# START OF Page
We added new parameters to the class: self._prev and self._op . These parameters are used to keep track of the participating elements in each calculation, and which operator was used in each calculation. We can see that we printed the _prev and _op values of the final value of the function, of which the last operation was an addition, in which c and a*b participated (if we were to print the _prev and _op values of the inner element, we should see 2, -3, and *). We also added a label parameter that will help us visualize the computational graph soon and a grad parameter that will hold derivative information for each parameter.

We will now add a function that will help us visualize the computational graph which was built by the Value objects.

from graphviz import Digraph

def trace(root):
    nodes, edges = set(), set()
    def build(v):
        if v not in nodes:
            nodes.add(v)
            for child in v._prev:
                edges.add((child, v))
                build(child)
    build(root)
    return nodes, edges

def draw_dot(root):
    dot = Digraph(format='svg', graph_attr={'rankdir': 'LR'})
# END OF Page
### [Problems to work on]
(1) Condense the paragraph of the Value class walkthrough that begins "We added new parameters to the class" into a short bulleted list that keeps its main facts.
(2) According to the Value class walkthrough, why were self._prev and self._op added to the class? Answer in one to three sentences.
(3) Resume the Value class walkthrough from the point where it stops.
The records have no role in this work.
# START OF Supplied information
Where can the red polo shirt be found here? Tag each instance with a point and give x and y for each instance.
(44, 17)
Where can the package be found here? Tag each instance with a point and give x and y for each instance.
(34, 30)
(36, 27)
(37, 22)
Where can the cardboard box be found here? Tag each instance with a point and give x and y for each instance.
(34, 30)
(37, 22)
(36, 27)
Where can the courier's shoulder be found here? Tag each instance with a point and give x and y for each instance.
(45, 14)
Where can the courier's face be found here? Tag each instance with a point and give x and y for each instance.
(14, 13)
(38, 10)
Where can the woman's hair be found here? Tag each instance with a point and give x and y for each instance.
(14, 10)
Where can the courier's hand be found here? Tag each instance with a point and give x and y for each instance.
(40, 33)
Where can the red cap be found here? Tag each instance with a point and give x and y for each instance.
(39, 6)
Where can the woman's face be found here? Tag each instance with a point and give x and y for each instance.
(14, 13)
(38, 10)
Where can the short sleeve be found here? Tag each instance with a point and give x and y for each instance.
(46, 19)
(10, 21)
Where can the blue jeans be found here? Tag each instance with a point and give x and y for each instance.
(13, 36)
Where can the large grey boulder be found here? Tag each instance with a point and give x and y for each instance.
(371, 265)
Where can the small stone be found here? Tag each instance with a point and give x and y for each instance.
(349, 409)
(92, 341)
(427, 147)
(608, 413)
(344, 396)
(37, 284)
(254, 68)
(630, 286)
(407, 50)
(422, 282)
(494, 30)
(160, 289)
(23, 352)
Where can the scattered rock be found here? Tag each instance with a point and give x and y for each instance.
# END OF Supplied information
### [Expected responses]
(1)
- The class gained two new parameters, self._prev and self._op.
- They record which elements took part in each calculation and which operator was used.
- The printed _prev and _op of the function's final value show that its last operation was an addition involving c and a*b.
- The inner element would show 2, -3, and *.
- A label parameter was added to help visualize the computational graph.
- A grad parameter was added to hold derivative information for each parameter.

(2) They were added to keep track of the elements that take part in each calculation. They also record which operator was used in each calculation.

(3)
    nodes, edges = trace(root)
    for n in nodes:
        uid = str(id(n))
        dot.node(name=uid, label=f'{n.label} | data: {n.data:.4f} | grad: {n.grad:.4f}', shape='record')
        if n._op:
            dot.node(name=uid + n._op, label=n._op)
            dot.edge(uid + n._op, uid)
    for n1, n2 in edges:
        dot.edge(str(id(n1)), str(id(n2)) + n2._op)
    return dot

a = Value(2.0, label='a')
b = Value(-3.0, label='b')
c = Value(10.0, label='c')
e = a * b; e.label = 'e'
d = e + c; d.label = 'd'
f = Value(-2.0, label = 'f')
L = d * f; L.label = 'L'

draw_dot(L)

Out:

output of draw_dot — simple computational graph

We created a draw_dot function that takes a Value object and builds the computational graph associated with it. First, it recursively finds all nodes and edges using the trace function and then continues to draw these elements using the graphviz library. Notice that we explicitly had to label the e , d and L nodes for their names to appear in the visualization.

We will now recap what we did so far. We created a Value class that allows us to create a simple computational graph built of addition and multiplication operators. We are also able to visualize this graph using the graphviz library. But we already saw before that in order to learn neural network parameters, we need to be able to calculate the gradients for each parameter in the computational graph with respect to the output node. As a first step, we will calculate each of the gradients manually and populate the respective gradient parameter.

Part 3. Micrograd — Manual Calculation of Gradients

Our function consists of seven parameters — a, b, c, d, e, f, L. Let us think of the gradients for each, with respect to the output — L.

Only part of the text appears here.